WHAT YOU NEED TO DO -
Can you rewrite the material below as a JSON list of strings, one string per line and blank lines left out, covering only the lines from the one that contains "paper gift box." through the end of the material, both ends included?

>> begin TASK INPUT

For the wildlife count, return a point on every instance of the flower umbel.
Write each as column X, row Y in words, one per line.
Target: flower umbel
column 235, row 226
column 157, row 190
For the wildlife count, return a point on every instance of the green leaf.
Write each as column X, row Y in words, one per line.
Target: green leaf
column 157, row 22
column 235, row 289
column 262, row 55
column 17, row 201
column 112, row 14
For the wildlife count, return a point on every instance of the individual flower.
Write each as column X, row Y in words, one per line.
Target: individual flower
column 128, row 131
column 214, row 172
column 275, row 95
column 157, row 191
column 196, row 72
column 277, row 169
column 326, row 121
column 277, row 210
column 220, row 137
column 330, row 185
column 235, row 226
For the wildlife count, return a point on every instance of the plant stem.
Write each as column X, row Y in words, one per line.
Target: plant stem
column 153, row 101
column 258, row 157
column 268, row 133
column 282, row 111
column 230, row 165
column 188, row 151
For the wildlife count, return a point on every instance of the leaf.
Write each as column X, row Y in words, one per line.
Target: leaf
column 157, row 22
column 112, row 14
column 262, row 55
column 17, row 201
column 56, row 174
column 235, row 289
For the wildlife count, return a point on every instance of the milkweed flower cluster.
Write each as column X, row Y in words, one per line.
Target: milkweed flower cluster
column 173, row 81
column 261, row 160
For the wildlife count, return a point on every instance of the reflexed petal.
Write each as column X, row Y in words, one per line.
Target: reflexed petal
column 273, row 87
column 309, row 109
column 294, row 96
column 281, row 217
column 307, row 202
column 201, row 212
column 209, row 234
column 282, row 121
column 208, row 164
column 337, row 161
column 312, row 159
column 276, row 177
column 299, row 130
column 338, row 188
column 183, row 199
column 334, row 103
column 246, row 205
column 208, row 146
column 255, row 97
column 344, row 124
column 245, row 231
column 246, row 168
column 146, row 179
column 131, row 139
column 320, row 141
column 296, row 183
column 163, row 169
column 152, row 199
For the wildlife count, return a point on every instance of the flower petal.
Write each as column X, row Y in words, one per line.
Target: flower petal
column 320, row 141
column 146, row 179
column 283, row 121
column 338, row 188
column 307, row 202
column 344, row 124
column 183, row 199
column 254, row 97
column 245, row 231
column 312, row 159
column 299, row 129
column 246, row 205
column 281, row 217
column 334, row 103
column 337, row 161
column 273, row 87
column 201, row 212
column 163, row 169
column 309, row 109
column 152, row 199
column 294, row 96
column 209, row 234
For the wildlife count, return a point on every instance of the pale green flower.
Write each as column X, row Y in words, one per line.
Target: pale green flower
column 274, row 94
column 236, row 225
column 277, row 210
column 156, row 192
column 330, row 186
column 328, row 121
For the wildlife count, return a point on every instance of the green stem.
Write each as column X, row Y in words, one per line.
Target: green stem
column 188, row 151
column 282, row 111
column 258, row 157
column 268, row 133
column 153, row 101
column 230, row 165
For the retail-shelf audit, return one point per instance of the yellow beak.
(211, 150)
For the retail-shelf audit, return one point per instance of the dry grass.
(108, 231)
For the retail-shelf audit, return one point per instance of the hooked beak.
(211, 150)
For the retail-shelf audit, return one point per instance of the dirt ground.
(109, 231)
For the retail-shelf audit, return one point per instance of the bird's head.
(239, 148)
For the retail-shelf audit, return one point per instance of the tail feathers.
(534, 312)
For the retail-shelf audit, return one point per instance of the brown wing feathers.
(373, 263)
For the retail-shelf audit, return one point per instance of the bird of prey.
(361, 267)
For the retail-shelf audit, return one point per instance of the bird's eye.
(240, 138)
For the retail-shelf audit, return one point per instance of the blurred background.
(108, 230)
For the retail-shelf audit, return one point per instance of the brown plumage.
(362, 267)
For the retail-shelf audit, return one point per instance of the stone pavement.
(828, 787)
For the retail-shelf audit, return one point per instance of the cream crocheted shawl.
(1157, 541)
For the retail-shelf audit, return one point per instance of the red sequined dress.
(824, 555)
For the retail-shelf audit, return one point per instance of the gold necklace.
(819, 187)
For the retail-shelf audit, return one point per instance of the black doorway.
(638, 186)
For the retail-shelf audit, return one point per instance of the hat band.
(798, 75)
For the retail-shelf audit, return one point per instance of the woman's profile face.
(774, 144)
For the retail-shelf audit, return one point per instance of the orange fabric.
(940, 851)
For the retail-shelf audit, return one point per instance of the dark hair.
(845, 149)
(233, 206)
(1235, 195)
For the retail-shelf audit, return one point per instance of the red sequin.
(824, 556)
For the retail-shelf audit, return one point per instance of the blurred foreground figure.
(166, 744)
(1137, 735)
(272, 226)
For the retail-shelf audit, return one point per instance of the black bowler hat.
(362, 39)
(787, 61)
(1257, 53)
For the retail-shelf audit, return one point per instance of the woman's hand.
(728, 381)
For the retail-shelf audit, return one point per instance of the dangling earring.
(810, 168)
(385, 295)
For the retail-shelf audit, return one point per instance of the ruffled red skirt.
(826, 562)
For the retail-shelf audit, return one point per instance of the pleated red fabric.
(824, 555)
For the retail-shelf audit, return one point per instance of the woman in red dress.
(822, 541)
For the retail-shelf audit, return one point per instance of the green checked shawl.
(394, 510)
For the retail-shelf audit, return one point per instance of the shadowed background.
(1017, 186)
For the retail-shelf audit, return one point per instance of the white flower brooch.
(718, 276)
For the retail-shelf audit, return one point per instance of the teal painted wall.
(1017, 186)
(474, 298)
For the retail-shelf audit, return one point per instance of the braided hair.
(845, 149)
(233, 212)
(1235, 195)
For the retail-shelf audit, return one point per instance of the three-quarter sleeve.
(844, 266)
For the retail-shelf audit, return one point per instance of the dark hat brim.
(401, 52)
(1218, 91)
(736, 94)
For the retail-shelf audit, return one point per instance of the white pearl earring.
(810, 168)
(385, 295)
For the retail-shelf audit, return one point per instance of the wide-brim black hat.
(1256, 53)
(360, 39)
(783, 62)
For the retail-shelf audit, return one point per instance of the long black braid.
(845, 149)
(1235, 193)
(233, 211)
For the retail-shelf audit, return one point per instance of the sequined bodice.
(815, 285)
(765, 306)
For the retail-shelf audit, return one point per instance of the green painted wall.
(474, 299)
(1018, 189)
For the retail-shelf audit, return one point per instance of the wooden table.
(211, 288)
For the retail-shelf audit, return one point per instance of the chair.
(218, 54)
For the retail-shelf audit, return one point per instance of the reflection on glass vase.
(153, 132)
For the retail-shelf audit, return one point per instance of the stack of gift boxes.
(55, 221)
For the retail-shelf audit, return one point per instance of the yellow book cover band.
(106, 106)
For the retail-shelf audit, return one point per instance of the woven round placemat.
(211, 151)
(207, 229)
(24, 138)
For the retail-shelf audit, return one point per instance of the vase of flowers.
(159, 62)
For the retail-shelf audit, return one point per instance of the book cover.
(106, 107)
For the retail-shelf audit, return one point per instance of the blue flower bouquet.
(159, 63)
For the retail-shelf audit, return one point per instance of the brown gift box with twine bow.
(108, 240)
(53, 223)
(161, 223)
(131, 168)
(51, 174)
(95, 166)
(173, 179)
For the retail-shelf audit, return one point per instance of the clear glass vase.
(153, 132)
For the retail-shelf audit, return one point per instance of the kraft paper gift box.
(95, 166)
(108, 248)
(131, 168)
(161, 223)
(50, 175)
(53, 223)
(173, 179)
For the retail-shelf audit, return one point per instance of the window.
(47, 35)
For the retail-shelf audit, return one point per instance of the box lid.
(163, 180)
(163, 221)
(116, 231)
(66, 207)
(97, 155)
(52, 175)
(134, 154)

>> end TASK INPUT

RESULT OF THIS EXERCISE -
[
  "For the retail-shelf audit, return one point per instance of the kraft paper gift box.",
  "(95, 166)",
  "(108, 248)",
  "(131, 168)",
  "(161, 223)",
  "(50, 175)",
  "(53, 223)",
  "(173, 179)",
  "For the retail-shelf audit, return one point per instance of the window.",
  "(47, 35)",
  "For the retail-shelf audit, return one point per instance of the box lid.",
  "(163, 180)",
  "(163, 221)",
  "(116, 231)",
  "(66, 207)",
  "(97, 155)",
  "(52, 175)",
  "(134, 154)"
]